**AIM**
Find the line that contains "man's shoulder, imagine"; then retype it and each line after it, exactly, through the final line of the data below.

Rows from a dataset
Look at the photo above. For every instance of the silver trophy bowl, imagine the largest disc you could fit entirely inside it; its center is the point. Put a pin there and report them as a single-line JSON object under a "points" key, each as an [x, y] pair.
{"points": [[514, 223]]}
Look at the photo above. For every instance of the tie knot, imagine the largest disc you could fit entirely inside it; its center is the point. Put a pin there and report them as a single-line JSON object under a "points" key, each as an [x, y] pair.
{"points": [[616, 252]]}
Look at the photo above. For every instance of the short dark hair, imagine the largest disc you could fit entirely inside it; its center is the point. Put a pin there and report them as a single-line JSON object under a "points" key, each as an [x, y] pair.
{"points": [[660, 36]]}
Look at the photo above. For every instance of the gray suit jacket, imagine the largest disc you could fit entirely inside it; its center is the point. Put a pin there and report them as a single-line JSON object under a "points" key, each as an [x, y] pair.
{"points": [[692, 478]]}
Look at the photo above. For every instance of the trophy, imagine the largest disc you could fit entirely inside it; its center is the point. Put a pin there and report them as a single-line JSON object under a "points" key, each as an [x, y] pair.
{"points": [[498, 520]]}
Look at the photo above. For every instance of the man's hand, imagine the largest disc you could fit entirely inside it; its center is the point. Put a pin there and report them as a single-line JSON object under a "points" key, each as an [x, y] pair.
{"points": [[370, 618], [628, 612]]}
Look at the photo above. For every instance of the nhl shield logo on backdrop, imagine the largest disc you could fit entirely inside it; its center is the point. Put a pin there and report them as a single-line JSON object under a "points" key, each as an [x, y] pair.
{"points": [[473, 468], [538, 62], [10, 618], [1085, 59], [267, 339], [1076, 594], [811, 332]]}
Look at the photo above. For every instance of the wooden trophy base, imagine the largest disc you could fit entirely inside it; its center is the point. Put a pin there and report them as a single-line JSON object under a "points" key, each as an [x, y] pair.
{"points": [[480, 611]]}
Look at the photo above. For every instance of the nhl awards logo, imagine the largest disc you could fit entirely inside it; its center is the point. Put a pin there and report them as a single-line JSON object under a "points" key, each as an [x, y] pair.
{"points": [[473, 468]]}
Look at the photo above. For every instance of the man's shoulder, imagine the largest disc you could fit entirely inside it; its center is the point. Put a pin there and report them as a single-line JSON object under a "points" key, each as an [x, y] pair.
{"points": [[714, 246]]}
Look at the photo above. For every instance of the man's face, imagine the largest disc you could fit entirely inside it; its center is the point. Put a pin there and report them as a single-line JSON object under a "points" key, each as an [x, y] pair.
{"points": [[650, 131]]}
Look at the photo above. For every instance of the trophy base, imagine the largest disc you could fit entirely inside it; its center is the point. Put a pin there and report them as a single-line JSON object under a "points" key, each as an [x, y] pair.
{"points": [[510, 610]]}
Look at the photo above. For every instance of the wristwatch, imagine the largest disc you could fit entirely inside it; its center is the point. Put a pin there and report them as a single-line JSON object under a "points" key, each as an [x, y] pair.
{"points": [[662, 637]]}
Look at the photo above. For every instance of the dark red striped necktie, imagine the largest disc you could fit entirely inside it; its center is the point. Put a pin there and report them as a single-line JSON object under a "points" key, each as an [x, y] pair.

**REPLY**
Look at the photo above. For every instance of the man's shoulder, imagine the largest disc you could fit entirely inside it; its center is the point. Put a pin there and report them as a single-line JSON object under a "points" key, each as an [x, y] pair.
{"points": [[714, 246]]}
Look at the photo above. For every instance of the man's face, imagine the largest disc you could fit entirely inside it; its center is the point. Put a pin there and report them as a single-line JSON object under a "points" key, each as an [x, y] pair.
{"points": [[650, 131]]}
Look at the photo above. For every instance of the trophy base, imagine the largest disc you could fit entirely inside it; its center is the point. Put a pin there and report them as a single-line JSON object under a "points" key, each as an [x, y] pair.
{"points": [[510, 610]]}
Look at the photo above. For every instance of the wristwatch, imagine the largest disc you could fit entirely inside it; its center is the point. Put a pin there and report them as a single-line JSON object under a "points" key, each as an [x, y] pair.
{"points": [[662, 637]]}
Look at the photo above. For every instance of the dark red striped necktie, imagine the largest disc you could fit entirely inside it; its center is the point. Put a pin there and report them as a single-line JSON object under a "points" key, each as an [x, y] pair.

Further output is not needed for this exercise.